## Texto exibido:
Diante disso e considerando:

a) a inexistência de violação ou ameaça a interesse público primário (abrangendo este a defesa da ordem jurídica, do regime democrático e dos interesses sociais e individuais indisponíveis); b) a teleologia dos preceitos contidos nos arts. 127 e 129, da Constituição da Republica - CR , que emolduram o Ministério Público como órgão predominantemente agente ;

c) as vedações ao exercício da advocacia pelo Parquet , contidas na CR (art. 128, § 5º, inciso II, alínea b) e na Lei Orgânica do Ministério Público da União (Lei Complementar 75/93, art. 237, inciso II);

d) a regra de fechamento do caput do art. 129, da CR que, ao fixar as funções institucionais do Ministério Público, prevê a possibilidade de exercício de "outras funções que lhe forem conferidas, desde que compatíveis com sua finalidade , sendo-lhe vedada a representação judicial e a consultoria jurídica de entidades públicas" (grifou-se);

e) a inexigibilidade de parecer circunstanciado , para que se proceda à intervenção prevista pela Lei Complementar nº 75/93, art. 83, inciso XIII ;

f) a legitimidade do Ministério Público para, com vista dos autos, proceder com exclusividade à análise da existência ou não de interesse por ele tutelável ;

g) a legítima expectativa da sociedade de ver o Ministério Público atuando com eficiência e eficácia na plenitude e exata dimensão da sua moldura constitucional; e

h) os demais aspectos constantes dos autos;

Intervém-se no feito para, após verificar-se a inexistência de interesse público primário a ensejar manifestação circunstanciada do Ministério Público, posicionar-se pelo regular prosseguimento , sem prejuízo de futura manifestação ou eventual pedido de vista em sessão de julgamento, se necessário, tudo nos termos do disposto no art. 83, II, VII, XII e XIII, da Lei Complementar nº 75/93.''

Analiso.

## Dados de origem:
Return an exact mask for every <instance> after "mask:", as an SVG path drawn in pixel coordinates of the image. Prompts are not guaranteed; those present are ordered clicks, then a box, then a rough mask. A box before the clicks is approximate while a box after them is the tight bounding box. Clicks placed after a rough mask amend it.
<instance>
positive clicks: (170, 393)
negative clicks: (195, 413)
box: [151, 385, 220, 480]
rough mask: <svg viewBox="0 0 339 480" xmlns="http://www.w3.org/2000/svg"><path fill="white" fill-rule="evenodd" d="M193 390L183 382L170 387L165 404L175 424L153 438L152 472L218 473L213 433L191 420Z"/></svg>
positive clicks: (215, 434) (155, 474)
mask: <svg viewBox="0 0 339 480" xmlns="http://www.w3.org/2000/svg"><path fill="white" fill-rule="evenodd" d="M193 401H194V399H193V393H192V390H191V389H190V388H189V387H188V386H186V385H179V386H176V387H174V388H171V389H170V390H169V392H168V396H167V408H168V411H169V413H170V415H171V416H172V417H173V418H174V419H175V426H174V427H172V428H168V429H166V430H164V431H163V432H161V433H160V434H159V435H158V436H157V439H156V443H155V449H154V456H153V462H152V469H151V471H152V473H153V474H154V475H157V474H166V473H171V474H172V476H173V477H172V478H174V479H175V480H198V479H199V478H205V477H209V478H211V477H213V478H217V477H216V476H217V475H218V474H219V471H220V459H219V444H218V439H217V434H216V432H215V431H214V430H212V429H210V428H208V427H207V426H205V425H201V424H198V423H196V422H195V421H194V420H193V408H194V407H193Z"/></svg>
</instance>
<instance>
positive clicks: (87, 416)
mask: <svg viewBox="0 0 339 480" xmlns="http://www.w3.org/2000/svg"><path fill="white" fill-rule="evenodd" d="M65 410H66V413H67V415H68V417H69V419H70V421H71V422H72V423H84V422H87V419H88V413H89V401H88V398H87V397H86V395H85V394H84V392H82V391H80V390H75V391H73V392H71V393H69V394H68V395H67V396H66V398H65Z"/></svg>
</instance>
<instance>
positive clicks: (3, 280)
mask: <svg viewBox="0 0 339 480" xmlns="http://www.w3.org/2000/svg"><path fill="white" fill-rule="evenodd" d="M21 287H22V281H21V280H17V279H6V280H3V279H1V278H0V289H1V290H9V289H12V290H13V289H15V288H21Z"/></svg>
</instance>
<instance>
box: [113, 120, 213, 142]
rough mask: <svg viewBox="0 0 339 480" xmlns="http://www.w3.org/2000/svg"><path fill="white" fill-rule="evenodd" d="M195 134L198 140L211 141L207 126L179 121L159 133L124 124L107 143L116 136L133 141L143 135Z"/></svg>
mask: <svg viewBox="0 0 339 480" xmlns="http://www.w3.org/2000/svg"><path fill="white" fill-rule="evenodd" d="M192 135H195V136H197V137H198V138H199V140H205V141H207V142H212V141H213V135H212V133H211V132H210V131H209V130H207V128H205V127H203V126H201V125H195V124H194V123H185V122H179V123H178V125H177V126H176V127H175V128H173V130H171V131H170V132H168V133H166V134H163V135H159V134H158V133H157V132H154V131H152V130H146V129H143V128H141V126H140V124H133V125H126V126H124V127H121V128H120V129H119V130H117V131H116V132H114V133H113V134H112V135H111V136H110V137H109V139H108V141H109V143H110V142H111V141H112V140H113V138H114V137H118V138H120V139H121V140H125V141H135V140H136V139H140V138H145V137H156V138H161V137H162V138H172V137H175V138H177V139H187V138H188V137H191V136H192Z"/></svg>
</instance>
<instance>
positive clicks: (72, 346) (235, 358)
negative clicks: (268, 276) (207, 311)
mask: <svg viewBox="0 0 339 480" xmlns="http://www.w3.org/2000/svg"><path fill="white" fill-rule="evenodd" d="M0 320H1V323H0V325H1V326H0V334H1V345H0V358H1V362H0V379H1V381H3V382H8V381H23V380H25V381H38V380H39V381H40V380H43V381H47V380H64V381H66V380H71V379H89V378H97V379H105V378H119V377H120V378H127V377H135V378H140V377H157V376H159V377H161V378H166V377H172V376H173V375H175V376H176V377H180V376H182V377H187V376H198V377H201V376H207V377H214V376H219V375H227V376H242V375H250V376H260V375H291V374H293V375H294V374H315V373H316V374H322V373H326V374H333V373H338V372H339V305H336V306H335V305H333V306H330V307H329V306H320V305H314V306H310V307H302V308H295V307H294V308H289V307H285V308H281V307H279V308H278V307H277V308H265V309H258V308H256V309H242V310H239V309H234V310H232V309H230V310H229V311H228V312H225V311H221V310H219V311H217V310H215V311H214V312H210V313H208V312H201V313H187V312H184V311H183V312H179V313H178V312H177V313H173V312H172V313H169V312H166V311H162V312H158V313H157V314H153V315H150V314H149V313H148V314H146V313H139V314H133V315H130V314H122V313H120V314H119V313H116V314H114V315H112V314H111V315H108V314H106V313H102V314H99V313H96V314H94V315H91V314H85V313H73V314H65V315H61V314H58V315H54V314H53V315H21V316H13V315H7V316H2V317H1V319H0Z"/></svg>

## O que se pede:
Por favor, reproduza na íntegra e sem nenhuma alteração o texto acima sobre a intervenção do Ministério Público no processo.

## Resposta abaixo:
Diante disso e considerando:

a) a inexistência de violação ou ameaça a interesse público primário (abrangendo este a defesa da ordem jurídica, do regime democrático e dos interesses sociais e individuais indisponíveis); b) a teleologia dos preceitos contidos nos arts. 127 e 129, da Constituição da Republica - CR , que emolduram o Ministério Público como órgão predominantemente agente ;

c) as vedações ao exercício da advocacia pelo Parquet , contidas na CR (art. 128, § 5º, inciso II, alínea b) e na Lei Orgânica do Ministério Público da União (Lei Complementar 75/93, art. 237, inciso II);

d) a regra de fechamento do caput do art. 129, da CR que, ao fixar as funções institucionais do Ministério Público, prevê a possibilidade de exercício de "outras funções que lhe forem conferidas, desde que compatíveis com sua finalidade , sendo-lhe vedada a representação judicial e a consultoria jurídica de entidades públicas" (grifou-se);

e) a inexigibilidade de parecer circunstanciado , para que se proceda à intervenção prevista pela Lei Complementar nº 75/93, art. 83, inciso XIII ;

f) a legitimidade do Ministério Público para, com vista dos autos, proceder com exclusividade à análise da existência ou não de interesse por ele tutelável ;

g) a legítima expectativa da sociedade de ver o Ministério Público atuando com eficiência e eficácia na plenitude e exata dimensão da sua moldura constitucional; e

h) os demais aspectos constantes dos autos;

Intervém-se no feito para, após verificar-se a inexistência de interesse público primário a ensejar manifestação circunstanciada do Ministério Público, posicionar-se pelo regular prosseguimento , sem prejuízo de futura manifestação ou eventual pedido de vista em sessão de julgamento, se necessário, tudo nos termos do disposto no art. 83, II, VII, XII e XIII, da Lei Complementar nº 75/93.''

Analiso.